(Items stored from a collection)
-- start --

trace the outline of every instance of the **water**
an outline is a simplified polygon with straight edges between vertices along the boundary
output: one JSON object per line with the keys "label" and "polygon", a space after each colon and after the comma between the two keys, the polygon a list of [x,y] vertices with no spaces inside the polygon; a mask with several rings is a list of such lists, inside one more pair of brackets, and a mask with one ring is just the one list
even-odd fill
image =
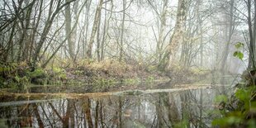
{"label": "water", "polygon": [[211,127],[227,87],[116,92],[0,102],[0,127]]}

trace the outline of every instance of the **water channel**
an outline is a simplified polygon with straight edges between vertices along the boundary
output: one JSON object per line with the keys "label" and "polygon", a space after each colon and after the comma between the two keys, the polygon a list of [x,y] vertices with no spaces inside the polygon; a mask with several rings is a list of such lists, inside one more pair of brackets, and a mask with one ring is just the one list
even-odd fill
{"label": "water channel", "polygon": [[58,97],[13,96],[0,102],[0,127],[211,127],[218,110],[215,97],[229,89],[211,85]]}

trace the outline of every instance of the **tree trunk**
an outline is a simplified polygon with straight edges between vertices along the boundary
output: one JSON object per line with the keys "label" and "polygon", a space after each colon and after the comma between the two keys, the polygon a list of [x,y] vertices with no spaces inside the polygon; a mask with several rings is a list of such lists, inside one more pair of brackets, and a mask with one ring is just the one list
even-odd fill
{"label": "tree trunk", "polygon": [[102,12],[102,4],[103,4],[103,0],[101,0],[99,4],[97,7],[95,16],[94,16],[94,21],[93,21],[92,34],[91,34],[91,37],[89,40],[89,44],[88,44],[88,50],[87,50],[87,57],[90,59],[92,58],[92,45],[94,43],[96,31],[98,26],[98,21],[99,21],[99,19],[101,18],[101,12]]}
{"label": "tree trunk", "polygon": [[[70,0],[65,0],[66,2],[69,2]],[[75,31],[71,31],[71,11],[70,11],[70,4],[66,6],[65,8],[65,32],[66,36],[68,36],[70,34],[70,36],[68,37],[68,52],[70,55],[70,58],[72,61],[74,60],[74,43],[75,43],[75,36],[74,34],[73,34]],[[74,40],[73,40],[74,39]]]}
{"label": "tree trunk", "polygon": [[185,21],[187,20],[187,12],[188,10],[187,7],[188,7],[187,0],[178,0],[177,10],[178,13],[176,17],[174,31],[169,40],[168,50],[167,51],[165,51],[163,59],[159,64],[159,69],[165,69],[167,66],[170,68],[171,62],[174,59],[175,53],[178,50],[178,45],[183,42]]}
{"label": "tree trunk", "polygon": [[125,20],[126,20],[126,0],[123,0],[123,17],[121,21],[121,38],[120,38],[120,55],[119,55],[119,62],[121,62],[123,59],[124,55],[124,31],[125,31]]}

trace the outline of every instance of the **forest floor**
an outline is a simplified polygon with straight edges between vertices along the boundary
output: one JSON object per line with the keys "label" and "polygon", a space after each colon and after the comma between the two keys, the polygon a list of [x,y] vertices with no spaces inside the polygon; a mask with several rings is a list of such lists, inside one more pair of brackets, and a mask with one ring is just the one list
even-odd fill
{"label": "forest floor", "polygon": [[[173,68],[160,72],[156,66],[127,64],[116,61],[92,62],[66,68],[48,67],[31,71],[26,64],[2,65],[0,70],[0,88],[12,88],[12,92],[27,87],[36,87],[34,92],[47,87],[48,92],[107,92],[112,90],[136,89],[157,86],[155,83],[171,81],[172,83],[191,83],[201,78],[209,72],[199,72],[182,68]],[[57,68],[56,68],[57,67]],[[145,84],[141,84],[146,83]],[[140,84],[140,86],[138,86]],[[61,86],[59,86],[61,85]],[[13,88],[14,87],[14,88]],[[50,89],[49,89],[50,88]]]}

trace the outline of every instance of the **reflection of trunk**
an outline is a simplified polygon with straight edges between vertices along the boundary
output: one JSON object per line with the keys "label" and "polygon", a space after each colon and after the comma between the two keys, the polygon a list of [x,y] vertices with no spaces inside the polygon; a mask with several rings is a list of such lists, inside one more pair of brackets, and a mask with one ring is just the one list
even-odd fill
{"label": "reflection of trunk", "polygon": [[[188,105],[190,104],[188,97],[189,97],[189,91],[183,92],[181,95],[181,102],[182,102],[182,120],[188,121],[190,120],[190,110]],[[186,124],[188,125],[188,124]]]}
{"label": "reflection of trunk", "polygon": [[92,128],[93,127],[93,125],[92,125],[92,115],[91,115],[91,110],[90,110],[91,109],[90,99],[88,98],[85,99],[85,102],[83,104],[83,109],[85,111],[86,119],[88,123],[88,127]]}
{"label": "reflection of trunk", "polygon": [[99,106],[99,102],[96,102],[96,107],[95,107],[95,128],[97,128],[98,126],[98,107]]}
{"label": "reflection of trunk", "polygon": [[61,116],[59,115],[59,113],[58,112],[58,111],[55,109],[55,107],[54,107],[54,105],[51,102],[49,102],[50,107],[51,107],[51,109],[54,111],[54,112],[56,114],[56,116],[59,117],[59,119],[64,122]]}
{"label": "reflection of trunk", "polygon": [[33,105],[33,109],[34,109],[34,113],[35,113],[36,121],[37,121],[37,122],[38,122],[39,127],[40,127],[40,128],[43,128],[43,127],[44,127],[44,123],[43,123],[41,118],[40,117],[40,114],[39,114],[39,112],[38,112],[37,105],[36,105],[36,104],[34,104],[34,105]]}
{"label": "reflection of trunk", "polygon": [[72,106],[73,104],[73,101],[71,99],[68,99],[67,111],[63,120],[63,127],[69,126],[69,119],[70,126],[74,127],[74,111],[73,107]]}
{"label": "reflection of trunk", "polygon": [[156,109],[156,115],[157,115],[157,120],[158,120],[158,127],[164,127],[164,114],[163,111],[164,108],[162,108],[161,104],[162,104],[162,100],[161,100],[161,93],[158,95],[158,101],[155,104],[155,109]]}
{"label": "reflection of trunk", "polygon": [[101,102],[100,102],[100,118],[101,118],[101,125],[102,125],[102,127],[104,128],[104,125],[103,125],[102,101],[101,101]]}
{"label": "reflection of trunk", "polygon": [[172,125],[174,125],[180,121],[180,117],[178,115],[178,111],[175,103],[175,99],[173,97],[173,94],[172,93],[163,93],[164,98],[164,106],[167,107],[168,110],[168,116],[169,118],[170,122]]}
{"label": "reflection of trunk", "polygon": [[119,128],[121,128],[122,127],[122,122],[121,122],[121,107],[122,107],[122,104],[121,104],[121,97],[119,97],[118,98],[118,102],[119,102],[119,108],[118,108],[118,118],[119,118],[119,121],[118,121],[118,126]]}

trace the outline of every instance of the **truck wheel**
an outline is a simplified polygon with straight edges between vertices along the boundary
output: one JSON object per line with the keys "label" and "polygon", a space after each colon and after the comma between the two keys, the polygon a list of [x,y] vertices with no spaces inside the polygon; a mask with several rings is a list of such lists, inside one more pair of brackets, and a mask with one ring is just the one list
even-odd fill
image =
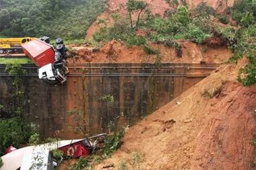
{"label": "truck wheel", "polygon": [[5,53],[5,50],[3,50],[3,49],[0,49],[0,54],[4,54],[4,53]]}
{"label": "truck wheel", "polygon": [[56,44],[63,44],[63,40],[62,40],[61,38],[57,38],[56,39]]}

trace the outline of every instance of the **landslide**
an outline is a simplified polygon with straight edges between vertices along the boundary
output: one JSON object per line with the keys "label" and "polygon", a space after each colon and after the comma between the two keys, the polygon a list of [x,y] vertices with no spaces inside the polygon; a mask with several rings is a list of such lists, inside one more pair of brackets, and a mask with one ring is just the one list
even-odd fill
{"label": "landslide", "polygon": [[256,86],[237,82],[241,65],[222,65],[129,128],[121,148],[95,169],[119,169],[121,160],[132,169],[134,151],[140,169],[255,169]]}
{"label": "landslide", "polygon": [[191,41],[180,40],[179,43],[181,45],[181,56],[177,55],[174,47],[156,43],[151,44],[150,47],[158,50],[159,56],[146,54],[143,46],[127,47],[124,43],[115,40],[106,43],[100,48],[73,47],[73,53],[70,54],[72,57],[68,59],[68,62],[154,63],[157,57],[160,57],[162,63],[222,63],[231,56],[230,50],[226,46],[221,46],[220,41],[214,42],[215,44],[207,42],[203,45]]}
{"label": "landslide", "polygon": [[[98,23],[100,19],[106,20],[107,25],[110,26],[113,23],[112,13],[117,12],[122,16],[126,16],[127,11],[123,7],[127,1],[128,0],[108,0],[106,11],[99,15],[97,19],[88,29],[86,39],[92,38],[94,33],[99,30],[100,25]],[[150,9],[153,15],[159,14],[164,16],[166,11],[171,9],[166,0],[144,0],[143,1],[148,3],[148,8]],[[182,1],[179,1],[180,5],[182,5]],[[203,3],[212,7],[217,13],[220,14],[223,13],[226,9],[232,7],[234,3],[234,0],[186,0],[185,1],[190,11]]]}

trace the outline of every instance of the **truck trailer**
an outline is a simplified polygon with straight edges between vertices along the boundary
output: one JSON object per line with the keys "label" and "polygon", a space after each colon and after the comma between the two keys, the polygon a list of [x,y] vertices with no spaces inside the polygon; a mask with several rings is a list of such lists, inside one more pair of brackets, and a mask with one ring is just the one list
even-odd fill
{"label": "truck trailer", "polygon": [[39,79],[52,85],[67,81],[69,73],[66,64],[67,48],[61,38],[56,39],[56,46],[50,44],[46,36],[22,44],[24,54],[39,68]]}

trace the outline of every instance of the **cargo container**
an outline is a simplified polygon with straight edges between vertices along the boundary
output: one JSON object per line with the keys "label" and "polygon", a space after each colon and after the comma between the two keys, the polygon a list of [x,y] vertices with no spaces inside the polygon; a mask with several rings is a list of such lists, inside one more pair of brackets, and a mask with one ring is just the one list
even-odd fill
{"label": "cargo container", "polygon": [[24,54],[38,67],[55,62],[55,52],[53,47],[44,42],[35,39],[22,44]]}
{"label": "cargo container", "polygon": [[24,54],[38,67],[38,77],[48,84],[57,85],[67,81],[67,48],[63,40],[56,40],[56,48],[51,45],[50,38],[43,36],[22,44]]}

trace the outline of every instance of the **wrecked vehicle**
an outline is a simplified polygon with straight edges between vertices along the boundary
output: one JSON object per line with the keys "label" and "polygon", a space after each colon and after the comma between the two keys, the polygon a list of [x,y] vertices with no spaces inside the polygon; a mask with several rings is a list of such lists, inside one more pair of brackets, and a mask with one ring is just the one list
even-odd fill
{"label": "wrecked vehicle", "polygon": [[[79,140],[59,140],[44,144],[22,148],[3,155],[0,170],[51,170],[61,163],[63,157],[86,157],[101,148],[106,134]],[[63,156],[54,157],[53,151],[60,151]],[[13,161],[15,160],[15,161]]]}

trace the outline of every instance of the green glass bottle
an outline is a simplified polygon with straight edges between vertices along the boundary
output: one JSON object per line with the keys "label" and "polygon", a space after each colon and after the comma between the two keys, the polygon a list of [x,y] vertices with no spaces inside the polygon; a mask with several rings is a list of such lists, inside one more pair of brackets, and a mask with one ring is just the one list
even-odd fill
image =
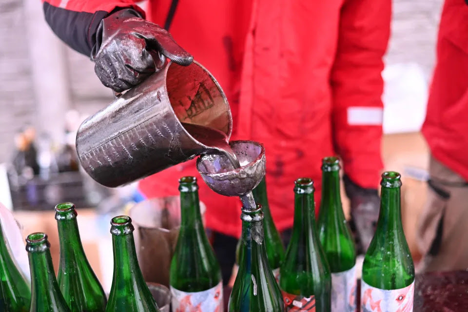
{"label": "green glass bottle", "polygon": [[229,312],[284,311],[281,291],[268,264],[261,205],[242,209],[239,270],[229,297]]}
{"label": "green glass bottle", "polygon": [[169,274],[172,309],[220,312],[222,277],[203,228],[196,178],[184,176],[179,183],[181,222]]}
{"label": "green glass bottle", "polygon": [[[120,215],[111,221],[114,276],[107,312],[159,312],[136,259],[132,219]],[[157,259],[155,259],[157,265]]]}
{"label": "green glass bottle", "polygon": [[362,267],[363,312],[413,311],[414,265],[401,222],[400,178],[382,175],[380,212]]}
{"label": "green glass bottle", "polygon": [[[284,259],[284,246],[279,233],[274,226],[272,214],[270,211],[268,198],[267,196],[267,184],[264,177],[258,185],[252,190],[255,202],[262,205],[263,213],[263,232],[265,234],[265,247],[267,249],[267,257],[270,267],[273,270],[273,274],[278,281],[279,280],[279,267]],[[235,263],[238,269],[239,252],[242,237],[237,242],[235,250]]]}
{"label": "green glass bottle", "polygon": [[60,243],[57,281],[63,297],[74,312],[104,312],[106,295],[81,245],[75,205],[59,204],[55,211]]}
{"label": "green glass bottle", "polygon": [[286,311],[329,312],[332,279],[316,232],[313,182],[302,178],[294,183],[292,234],[279,277]]}
{"label": "green glass bottle", "polygon": [[55,278],[47,235],[33,233],[26,242],[32,284],[30,312],[71,312]]}
{"label": "green glass bottle", "polygon": [[356,311],[356,248],[341,206],[340,161],[322,161],[322,200],[318,231],[332,273],[332,312]]}
{"label": "green glass bottle", "polygon": [[0,222],[0,311],[27,312],[30,302],[29,285],[10,253]]}

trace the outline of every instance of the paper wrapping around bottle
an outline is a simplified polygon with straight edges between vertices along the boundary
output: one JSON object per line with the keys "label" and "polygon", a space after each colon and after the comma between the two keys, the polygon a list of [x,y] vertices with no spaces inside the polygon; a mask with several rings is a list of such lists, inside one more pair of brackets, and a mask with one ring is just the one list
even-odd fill
{"label": "paper wrapping around bottle", "polygon": [[292,294],[281,291],[285,310],[294,312],[315,312],[315,296],[305,297],[300,295]]}
{"label": "paper wrapping around bottle", "polygon": [[346,271],[332,273],[332,312],[354,312],[357,287],[355,265]]}
{"label": "paper wrapping around bottle", "polygon": [[16,265],[21,270],[24,277],[30,281],[29,262],[27,253],[24,249],[24,242],[18,224],[8,209],[0,203],[0,223],[3,230],[7,246]]}
{"label": "paper wrapping around bottle", "polygon": [[388,290],[361,280],[361,312],[412,312],[414,298],[414,281],[404,288]]}
{"label": "paper wrapping around bottle", "polygon": [[[206,207],[200,203],[203,218]],[[140,269],[147,282],[169,287],[171,261],[180,225],[178,196],[154,198],[136,204],[129,214]]]}
{"label": "paper wrapping around bottle", "polygon": [[188,292],[171,286],[173,312],[223,312],[223,282],[202,292]]}

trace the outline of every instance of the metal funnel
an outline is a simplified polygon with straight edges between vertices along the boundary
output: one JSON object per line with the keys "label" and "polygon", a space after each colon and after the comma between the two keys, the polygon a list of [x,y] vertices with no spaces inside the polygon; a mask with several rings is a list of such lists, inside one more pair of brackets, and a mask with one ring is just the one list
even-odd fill
{"label": "metal funnel", "polygon": [[265,176],[265,148],[254,141],[233,141],[229,145],[240,168],[234,169],[224,155],[210,154],[197,159],[196,169],[212,190],[225,196],[240,196],[244,209],[255,209],[251,191]]}

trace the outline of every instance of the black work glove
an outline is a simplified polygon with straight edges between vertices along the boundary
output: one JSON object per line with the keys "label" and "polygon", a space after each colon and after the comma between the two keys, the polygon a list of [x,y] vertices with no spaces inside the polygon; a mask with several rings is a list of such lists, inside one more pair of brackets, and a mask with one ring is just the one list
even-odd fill
{"label": "black work glove", "polygon": [[166,30],[141,18],[131,9],[101,21],[91,56],[104,85],[121,92],[138,84],[164,65],[164,57],[188,66],[194,58]]}
{"label": "black work glove", "polygon": [[356,251],[358,254],[364,254],[375,232],[380,198],[376,189],[363,188],[346,175],[343,180],[351,206],[350,227],[354,235]]}

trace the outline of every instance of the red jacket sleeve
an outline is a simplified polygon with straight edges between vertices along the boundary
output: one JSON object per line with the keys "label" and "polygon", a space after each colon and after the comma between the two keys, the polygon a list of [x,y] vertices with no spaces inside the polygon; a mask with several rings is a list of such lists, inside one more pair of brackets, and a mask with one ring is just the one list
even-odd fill
{"label": "red jacket sleeve", "polygon": [[335,148],[345,173],[366,188],[378,186],[383,167],[381,72],[390,18],[390,0],[345,1],[331,75]]}
{"label": "red jacket sleeve", "polygon": [[96,44],[96,31],[102,19],[123,8],[144,17],[133,0],[42,0],[45,20],[54,33],[74,50],[90,56]]}

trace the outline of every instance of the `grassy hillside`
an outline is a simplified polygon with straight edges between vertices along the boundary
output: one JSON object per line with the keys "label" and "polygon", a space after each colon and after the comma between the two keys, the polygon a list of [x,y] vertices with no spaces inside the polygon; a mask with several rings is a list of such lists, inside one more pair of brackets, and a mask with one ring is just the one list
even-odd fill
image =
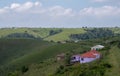
{"label": "grassy hillside", "polygon": [[59,34],[56,34],[56,35],[53,35],[53,36],[50,36],[50,37],[47,37],[45,38],[45,40],[53,40],[53,41],[65,41],[65,40],[70,40],[69,36],[71,34],[80,34],[80,33],[84,33],[85,30],[82,29],[82,28],[63,28],[62,29],[63,31]]}
{"label": "grassy hillside", "polygon": [[108,62],[112,64],[112,68],[107,70],[106,76],[120,76],[120,49],[113,46],[108,55]]}
{"label": "grassy hillside", "polygon": [[[109,28],[114,33],[119,34],[120,28]],[[55,35],[49,35],[51,30],[62,30],[62,32]],[[34,37],[43,38],[46,41],[65,41],[70,40],[69,36],[71,34],[81,34],[86,31],[83,28],[4,28],[0,29],[0,38],[5,37],[12,33],[24,33],[33,35]]]}
{"label": "grassy hillside", "polygon": [[[83,46],[83,44],[86,46]],[[91,44],[91,42],[87,41],[60,44],[36,39],[1,39],[0,75],[5,76],[5,74],[8,74],[10,71],[13,72],[16,69],[21,69],[23,66],[29,66],[29,71],[25,76],[29,76],[31,73],[31,76],[34,76],[37,73],[39,76],[43,73],[39,72],[39,70],[43,71],[50,68],[44,73],[44,76],[48,76],[48,74],[46,74],[47,72],[52,71],[51,73],[53,73],[57,67],[62,64],[59,62],[56,63],[56,55],[60,53],[68,53],[70,51],[80,53],[90,49],[90,47],[95,44],[96,42]],[[41,66],[44,67],[40,68]],[[34,71],[34,73],[32,71]]]}

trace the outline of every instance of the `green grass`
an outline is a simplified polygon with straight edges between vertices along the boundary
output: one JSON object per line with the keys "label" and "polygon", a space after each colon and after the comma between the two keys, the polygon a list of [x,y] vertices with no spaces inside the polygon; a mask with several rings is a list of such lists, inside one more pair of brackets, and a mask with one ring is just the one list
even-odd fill
{"label": "green grass", "polygon": [[55,42],[57,41],[65,41],[65,40],[70,40],[69,36],[71,34],[80,34],[80,33],[84,33],[85,30],[81,29],[81,28],[62,28],[62,32],[50,37],[45,38],[44,40],[50,41],[53,40]]}
{"label": "green grass", "polygon": [[107,60],[112,64],[112,68],[106,71],[105,76],[120,76],[120,49],[113,46]]}
{"label": "green grass", "polygon": [[[49,36],[50,30],[63,30],[62,32]],[[120,33],[120,28],[109,28],[114,33]],[[80,34],[85,33],[86,31],[83,28],[15,28],[15,29],[0,29],[0,37],[7,36],[12,33],[24,33],[27,31],[29,34],[32,34],[35,37],[41,37],[46,41],[65,41],[70,40],[69,36],[71,34]]]}

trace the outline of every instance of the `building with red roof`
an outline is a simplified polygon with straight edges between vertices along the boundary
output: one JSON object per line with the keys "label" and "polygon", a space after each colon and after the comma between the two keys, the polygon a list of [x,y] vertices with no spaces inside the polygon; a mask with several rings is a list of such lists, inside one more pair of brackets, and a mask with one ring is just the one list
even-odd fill
{"label": "building with red roof", "polygon": [[73,55],[71,58],[71,62],[88,63],[98,58],[100,58],[100,53],[96,50],[91,50],[81,55]]}

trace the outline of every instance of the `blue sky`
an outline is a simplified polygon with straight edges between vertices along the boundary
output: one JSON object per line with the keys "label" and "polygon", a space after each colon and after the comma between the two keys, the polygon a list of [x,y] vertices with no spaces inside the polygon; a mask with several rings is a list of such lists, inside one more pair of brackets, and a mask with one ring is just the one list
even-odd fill
{"label": "blue sky", "polygon": [[115,27],[119,20],[119,0],[0,0],[0,27]]}

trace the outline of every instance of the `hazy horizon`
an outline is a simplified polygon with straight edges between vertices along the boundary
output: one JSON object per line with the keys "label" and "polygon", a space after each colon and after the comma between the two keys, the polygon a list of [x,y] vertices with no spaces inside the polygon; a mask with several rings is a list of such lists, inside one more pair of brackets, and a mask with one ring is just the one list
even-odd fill
{"label": "hazy horizon", "polygon": [[0,28],[119,27],[119,0],[0,0]]}

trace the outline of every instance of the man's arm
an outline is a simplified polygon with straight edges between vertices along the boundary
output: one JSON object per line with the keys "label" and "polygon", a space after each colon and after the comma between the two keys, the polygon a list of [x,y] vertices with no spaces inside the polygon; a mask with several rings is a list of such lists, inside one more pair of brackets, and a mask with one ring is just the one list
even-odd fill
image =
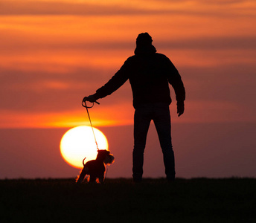
{"label": "man's arm", "polygon": [[175,91],[176,99],[177,101],[177,113],[178,116],[179,117],[184,113],[185,91],[182,77],[179,75],[178,70],[169,59],[168,67],[168,81],[169,83],[173,86]]}
{"label": "man's arm", "polygon": [[99,98],[103,98],[111,94],[118,89],[128,80],[128,64],[126,61],[120,70],[101,88],[96,91],[96,93],[84,97],[84,100],[95,102]]}

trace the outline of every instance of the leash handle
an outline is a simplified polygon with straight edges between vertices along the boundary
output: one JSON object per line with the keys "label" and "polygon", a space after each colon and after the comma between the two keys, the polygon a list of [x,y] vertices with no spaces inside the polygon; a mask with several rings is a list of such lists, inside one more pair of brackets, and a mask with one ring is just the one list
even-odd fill
{"label": "leash handle", "polygon": [[[97,102],[97,101],[95,101],[95,103],[97,103],[98,105],[100,104],[100,103],[99,103],[98,102]],[[84,103],[84,104],[83,104],[83,103]],[[97,140],[96,140],[95,131],[93,130],[93,127],[92,127],[92,120],[91,120],[90,114],[89,114],[89,110],[88,110],[88,109],[92,108],[94,105],[95,105],[95,103],[92,103],[92,106],[88,106],[86,105],[86,100],[83,100],[83,101],[82,101],[82,106],[83,106],[83,107],[85,107],[85,108],[86,109],[86,112],[87,112],[87,114],[88,114],[89,120],[89,121],[90,121],[90,124],[91,124],[91,127],[92,127],[93,136],[95,137],[95,143],[96,143],[96,146],[97,146],[97,150],[100,150],[99,147],[97,146]]]}

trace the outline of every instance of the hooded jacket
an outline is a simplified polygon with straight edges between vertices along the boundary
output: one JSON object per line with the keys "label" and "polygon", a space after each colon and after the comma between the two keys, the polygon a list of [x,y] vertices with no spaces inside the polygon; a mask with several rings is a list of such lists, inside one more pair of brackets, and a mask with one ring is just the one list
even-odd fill
{"label": "hooded jacket", "polygon": [[137,46],[120,70],[94,94],[96,100],[118,89],[127,80],[131,84],[133,106],[151,103],[171,103],[169,84],[174,88],[177,103],[183,103],[185,91],[181,77],[171,61],[156,53],[155,47]]}

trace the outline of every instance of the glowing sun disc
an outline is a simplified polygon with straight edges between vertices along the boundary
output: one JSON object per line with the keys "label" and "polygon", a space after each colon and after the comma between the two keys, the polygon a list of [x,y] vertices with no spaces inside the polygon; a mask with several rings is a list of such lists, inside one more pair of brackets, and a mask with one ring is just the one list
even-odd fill
{"label": "glowing sun disc", "polygon": [[[100,149],[109,149],[109,143],[104,134],[93,128]],[[95,160],[97,152],[92,127],[81,126],[67,131],[60,140],[60,153],[63,159],[71,166],[81,169],[83,160],[86,162]]]}

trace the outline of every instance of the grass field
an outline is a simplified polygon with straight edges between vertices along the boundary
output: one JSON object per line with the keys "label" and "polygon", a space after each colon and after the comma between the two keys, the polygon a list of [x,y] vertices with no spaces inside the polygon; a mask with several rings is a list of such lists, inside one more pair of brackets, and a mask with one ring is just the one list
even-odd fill
{"label": "grass field", "polygon": [[0,181],[0,222],[256,222],[255,178]]}

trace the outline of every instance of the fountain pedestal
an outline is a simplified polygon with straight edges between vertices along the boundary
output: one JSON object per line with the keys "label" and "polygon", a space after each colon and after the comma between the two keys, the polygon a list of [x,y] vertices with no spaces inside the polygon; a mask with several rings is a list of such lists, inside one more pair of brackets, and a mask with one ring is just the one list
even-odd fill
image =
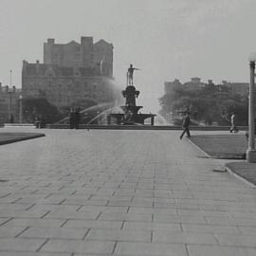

-- end --

Gather each line of the items above that contains the string "container", matching case exactly.

(OUTPUT FOR THIS TASK)
trace the outline of every instance of the **cargo container**
{"label": "cargo container", "polygon": [[24,54],[38,67],[55,62],[55,52],[53,47],[44,42],[35,39],[22,44]]}
{"label": "cargo container", "polygon": [[24,54],[38,67],[38,77],[48,84],[57,85],[67,81],[67,48],[63,40],[56,40],[56,48],[51,45],[50,38],[43,36],[22,44]]}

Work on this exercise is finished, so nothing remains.